Tasks for this exercise:
1. In the review, how long was the exploration that produced Running Towards Yourself?
2. Name every kind of work the review says De Wet creates.
3. Please copy everything in the review from "Review by Laura Twiggs - independent" down to "of individual psyche.", switching "portraits" for "works".

Informed by art history and paying homage to excellence in craft De Wet promises to delight even more as her oeuvre develops in the years ahead. Moving between mediums she creates paintings, mixed media works, three-dimensional assemblage and installations in work that has been described elsewhere as an almost voyeuristic insight into the inner character of humankind. 

 

 

Running Towards Yourself review by Laura Twiggs by Natasja De Wet

Review by Laura Twiggs - independent author, writer, editor. 

RUNNING TOWARDS YOURSELF is the product of artist Natasja de Wet's 18-month long, in-depth exploration into the fluidity, ambiguity and tensions at play in psychological constructions of personal and especially, gendered, identity. This series of portraits is also a response to the existentially reflexive conflict around where the Self is located during acts of looking. Where and what is the inner Self as it looks at the outside world? When it gazes inward? When it is passively the object of an Other’s gaze? And is it truly either wholly masculine or entirely feminine, all the time? De Wet probes these gender distinctions and questions their validity as accepted foundation stones of identity and ‘reality’, particularly as regards the workings of individual psyche. 

Since 2006, when she first discovered Psychophonetics (a method of examining and using verbal sounds to enhance self-awareness and create deeper meaning), De Wet has been particularly interested in the notion that there resides in us all both an 'inner male' and an 'inner female': fundamental aspects of shared human psychology that are no less dynamic and influential for being discouraged, disavowed or outright taboo. Begun in late 2011, this series of portraits thematically continues De Wet's abiding idea that individual human experience is essentially a ‘journey’ or process which, whether undertaken mindfully or not, daily entails forging an emotional relationship and understanding with the Self – a process that rests on the uneasy reconciliation between a multiplicity of “selves” (both male and female); interior and exterior realities; appearance and experience; what we are with others and on our own; how we are perceived by others and what and who we perceive others to be.

Extracted data:
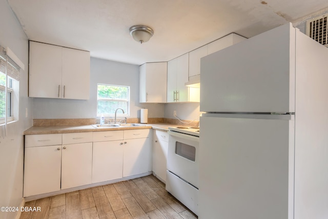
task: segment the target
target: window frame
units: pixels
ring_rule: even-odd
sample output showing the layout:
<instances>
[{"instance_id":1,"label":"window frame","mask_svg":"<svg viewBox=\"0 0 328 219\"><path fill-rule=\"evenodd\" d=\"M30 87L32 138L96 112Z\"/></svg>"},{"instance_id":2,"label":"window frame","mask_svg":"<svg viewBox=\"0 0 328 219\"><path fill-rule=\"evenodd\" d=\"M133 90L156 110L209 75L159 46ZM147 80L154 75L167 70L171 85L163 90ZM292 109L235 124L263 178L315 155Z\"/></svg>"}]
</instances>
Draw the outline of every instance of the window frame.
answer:
<instances>
[{"instance_id":1,"label":"window frame","mask_svg":"<svg viewBox=\"0 0 328 219\"><path fill-rule=\"evenodd\" d=\"M112 87L125 87L128 89L128 98L127 99L115 99L112 98L101 98L98 97L98 85L105 85L107 86L112 86ZM129 86L126 85L112 85L112 84L104 84L104 83L97 83L97 111L96 111L96 116L97 117L100 117L102 115L104 115L105 117L113 117L115 115L115 113L99 113L98 112L98 103L99 101L107 101L107 102L125 102L127 103L127 110L126 112L125 111L125 113L122 113L122 111L121 110L118 110L117 113L116 114L117 116L125 116L128 117L130 116L130 91L131 88Z\"/></svg>"},{"instance_id":2,"label":"window frame","mask_svg":"<svg viewBox=\"0 0 328 219\"><path fill-rule=\"evenodd\" d=\"M4 73L4 72L0 72L1 73L3 73L4 74L5 74ZM14 121L14 116L13 116L13 107L14 107L14 104L13 104L13 102L14 102L14 89L13 88L13 84L14 84L14 82L13 80L14 80L14 79L12 78L11 77L8 76L8 80L6 82L6 85L4 86L2 85L0 85L0 90L6 92L6 87L7 86L7 93L6 94L6 95L8 94L10 94L10 100L9 102L10 103L10 106L9 107L8 107L8 106L7 106L7 107L8 108L9 108L9 113L10 113L10 115L8 116L8 112L7 112L7 115L6 115L6 116L5 117L0 117L0 125L2 125L5 124L5 121L6 121L6 117L7 117L7 122L12 122ZM8 86L7 86L8 85ZM7 96L7 99L8 99L8 96Z\"/></svg>"}]
</instances>

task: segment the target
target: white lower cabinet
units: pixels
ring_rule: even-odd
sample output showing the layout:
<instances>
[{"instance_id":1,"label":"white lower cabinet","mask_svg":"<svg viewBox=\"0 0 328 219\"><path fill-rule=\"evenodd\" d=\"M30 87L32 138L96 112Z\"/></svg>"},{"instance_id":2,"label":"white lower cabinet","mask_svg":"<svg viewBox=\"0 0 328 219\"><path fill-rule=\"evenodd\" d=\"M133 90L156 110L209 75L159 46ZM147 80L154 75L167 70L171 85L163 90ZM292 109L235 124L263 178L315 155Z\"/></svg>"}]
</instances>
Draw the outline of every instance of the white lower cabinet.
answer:
<instances>
[{"instance_id":1,"label":"white lower cabinet","mask_svg":"<svg viewBox=\"0 0 328 219\"><path fill-rule=\"evenodd\" d=\"M24 196L152 170L151 130L25 136Z\"/></svg>"},{"instance_id":2,"label":"white lower cabinet","mask_svg":"<svg viewBox=\"0 0 328 219\"><path fill-rule=\"evenodd\" d=\"M92 183L151 171L150 129L95 132Z\"/></svg>"},{"instance_id":3,"label":"white lower cabinet","mask_svg":"<svg viewBox=\"0 0 328 219\"><path fill-rule=\"evenodd\" d=\"M167 131L155 130L153 143L153 172L156 177L166 182L166 165L169 148L169 134Z\"/></svg>"},{"instance_id":4,"label":"white lower cabinet","mask_svg":"<svg viewBox=\"0 0 328 219\"><path fill-rule=\"evenodd\" d=\"M92 183L122 178L124 131L93 133Z\"/></svg>"},{"instance_id":5,"label":"white lower cabinet","mask_svg":"<svg viewBox=\"0 0 328 219\"><path fill-rule=\"evenodd\" d=\"M146 173L151 169L151 143L149 138L124 142L123 177Z\"/></svg>"},{"instance_id":6,"label":"white lower cabinet","mask_svg":"<svg viewBox=\"0 0 328 219\"><path fill-rule=\"evenodd\" d=\"M63 145L61 189L91 184L92 143Z\"/></svg>"},{"instance_id":7,"label":"white lower cabinet","mask_svg":"<svg viewBox=\"0 0 328 219\"><path fill-rule=\"evenodd\" d=\"M61 166L61 144L25 148L24 196L60 190Z\"/></svg>"},{"instance_id":8,"label":"white lower cabinet","mask_svg":"<svg viewBox=\"0 0 328 219\"><path fill-rule=\"evenodd\" d=\"M92 136L92 132L26 135L24 197L91 184Z\"/></svg>"}]
</instances>

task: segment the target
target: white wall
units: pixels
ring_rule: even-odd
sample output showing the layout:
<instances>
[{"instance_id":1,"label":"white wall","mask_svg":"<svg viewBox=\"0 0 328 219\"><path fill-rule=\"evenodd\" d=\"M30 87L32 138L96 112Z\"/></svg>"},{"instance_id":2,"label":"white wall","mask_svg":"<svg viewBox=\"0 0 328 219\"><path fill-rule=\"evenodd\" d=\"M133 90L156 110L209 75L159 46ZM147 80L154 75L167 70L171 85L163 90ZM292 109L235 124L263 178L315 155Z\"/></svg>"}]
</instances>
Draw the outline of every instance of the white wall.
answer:
<instances>
[{"instance_id":1,"label":"white wall","mask_svg":"<svg viewBox=\"0 0 328 219\"><path fill-rule=\"evenodd\" d=\"M139 118L141 108L149 109L149 117L164 116L163 104L139 103L138 66L92 57L90 71L89 99L34 98L33 118L96 118L97 83L130 86L130 117Z\"/></svg>"},{"instance_id":2,"label":"white wall","mask_svg":"<svg viewBox=\"0 0 328 219\"><path fill-rule=\"evenodd\" d=\"M177 117L180 120L199 121L200 112L199 103L172 103L165 105L165 118L175 118L173 111L176 111Z\"/></svg>"},{"instance_id":3,"label":"white wall","mask_svg":"<svg viewBox=\"0 0 328 219\"><path fill-rule=\"evenodd\" d=\"M19 121L8 125L7 137L0 137L0 207L19 207L22 201L24 163L23 131L32 126L32 100L27 97L27 37L7 2L0 1L0 45L9 47L23 62L20 70ZM28 117L25 116L26 109ZM0 218L14 218L16 212L0 211Z\"/></svg>"}]
</instances>

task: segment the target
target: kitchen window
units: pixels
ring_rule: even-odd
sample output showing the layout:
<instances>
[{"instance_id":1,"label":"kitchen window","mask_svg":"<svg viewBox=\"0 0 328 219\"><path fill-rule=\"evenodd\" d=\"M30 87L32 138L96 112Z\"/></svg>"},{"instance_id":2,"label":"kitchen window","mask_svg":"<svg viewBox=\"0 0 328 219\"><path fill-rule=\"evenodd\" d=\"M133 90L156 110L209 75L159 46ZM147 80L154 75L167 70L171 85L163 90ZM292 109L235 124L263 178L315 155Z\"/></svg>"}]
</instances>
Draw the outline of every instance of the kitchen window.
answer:
<instances>
[{"instance_id":1,"label":"kitchen window","mask_svg":"<svg viewBox=\"0 0 328 219\"><path fill-rule=\"evenodd\" d=\"M19 71L0 47L0 125L18 120Z\"/></svg>"},{"instance_id":2,"label":"kitchen window","mask_svg":"<svg viewBox=\"0 0 328 219\"><path fill-rule=\"evenodd\" d=\"M130 114L130 87L98 84L97 92L97 116L113 116L117 108L117 115Z\"/></svg>"}]
</instances>

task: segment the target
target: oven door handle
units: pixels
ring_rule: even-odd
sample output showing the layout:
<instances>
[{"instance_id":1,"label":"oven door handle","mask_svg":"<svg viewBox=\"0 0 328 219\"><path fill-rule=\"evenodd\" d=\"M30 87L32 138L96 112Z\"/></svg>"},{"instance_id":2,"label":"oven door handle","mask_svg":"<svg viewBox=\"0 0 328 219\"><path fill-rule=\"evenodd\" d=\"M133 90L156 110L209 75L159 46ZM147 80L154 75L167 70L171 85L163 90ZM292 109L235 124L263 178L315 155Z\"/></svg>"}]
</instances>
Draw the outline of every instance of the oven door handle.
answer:
<instances>
[{"instance_id":1,"label":"oven door handle","mask_svg":"<svg viewBox=\"0 0 328 219\"><path fill-rule=\"evenodd\" d=\"M180 137L186 140L192 140L194 142L199 142L199 137L196 137L190 134L180 134L179 133L174 132L173 131L169 132L169 134L175 137Z\"/></svg>"}]
</instances>

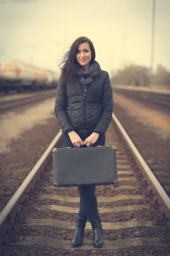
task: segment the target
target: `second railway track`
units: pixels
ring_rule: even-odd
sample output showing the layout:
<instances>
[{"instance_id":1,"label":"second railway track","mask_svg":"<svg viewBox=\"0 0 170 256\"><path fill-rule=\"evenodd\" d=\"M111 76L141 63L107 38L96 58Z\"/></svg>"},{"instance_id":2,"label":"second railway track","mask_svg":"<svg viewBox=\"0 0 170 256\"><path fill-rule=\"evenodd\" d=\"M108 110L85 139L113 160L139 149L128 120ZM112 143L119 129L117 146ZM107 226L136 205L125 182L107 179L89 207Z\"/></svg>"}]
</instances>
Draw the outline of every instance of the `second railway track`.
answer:
<instances>
[{"instance_id":1,"label":"second railway track","mask_svg":"<svg viewBox=\"0 0 170 256\"><path fill-rule=\"evenodd\" d=\"M106 134L105 145L116 147L119 183L96 188L104 247L96 249L92 246L89 222L83 246L71 247L79 211L78 190L74 187L55 188L51 166L50 171L45 169L39 177L34 188L26 194L26 183L23 195L18 193L24 199L21 203L16 202L14 211L17 207L20 210L14 223L6 224L6 227L8 226L0 249L2 255L170 255L170 198L153 175L151 179L152 173L129 139L125 143L121 125L114 116L113 118ZM57 144L51 145L56 146L58 147ZM49 148L44 159L51 151ZM35 171L42 163L42 160ZM31 176L27 181L28 187ZM7 207L0 215L0 220L4 217L2 227L5 227L8 210ZM9 215L12 215L9 210Z\"/></svg>"},{"instance_id":2,"label":"second railway track","mask_svg":"<svg viewBox=\"0 0 170 256\"><path fill-rule=\"evenodd\" d=\"M0 99L0 113L55 97L55 90L6 96Z\"/></svg>"}]
</instances>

Answer section:
1. 18 months

2. Paintings, mixed media works, three-dimensional assemblage, and installations

3.
Review by Laura Twiggs - independent author, writer, editor. 

RUNNING TOWARDS YOURSELF is the product of artist Natasja de Wet's 18-month long, in-depth exploration into the fluidity, ambiguity and tensions at play in psychological constructions of personal and especially, gendered, identity. This series of works is also a response to the existentially reflexive conflict around where the Self is located during acts of looking. Where and what is the inner Self as it looks at the outside world? When it gazes inward? When it is passively the object of an Other’s gaze? And is it truly either wholly masculine or entirely feminine, all the time? De Wet probes these gender distinctions and questions their validity as accepted foundation stones of identity and ‘reality’, particularly as regards the workings of individual psyche.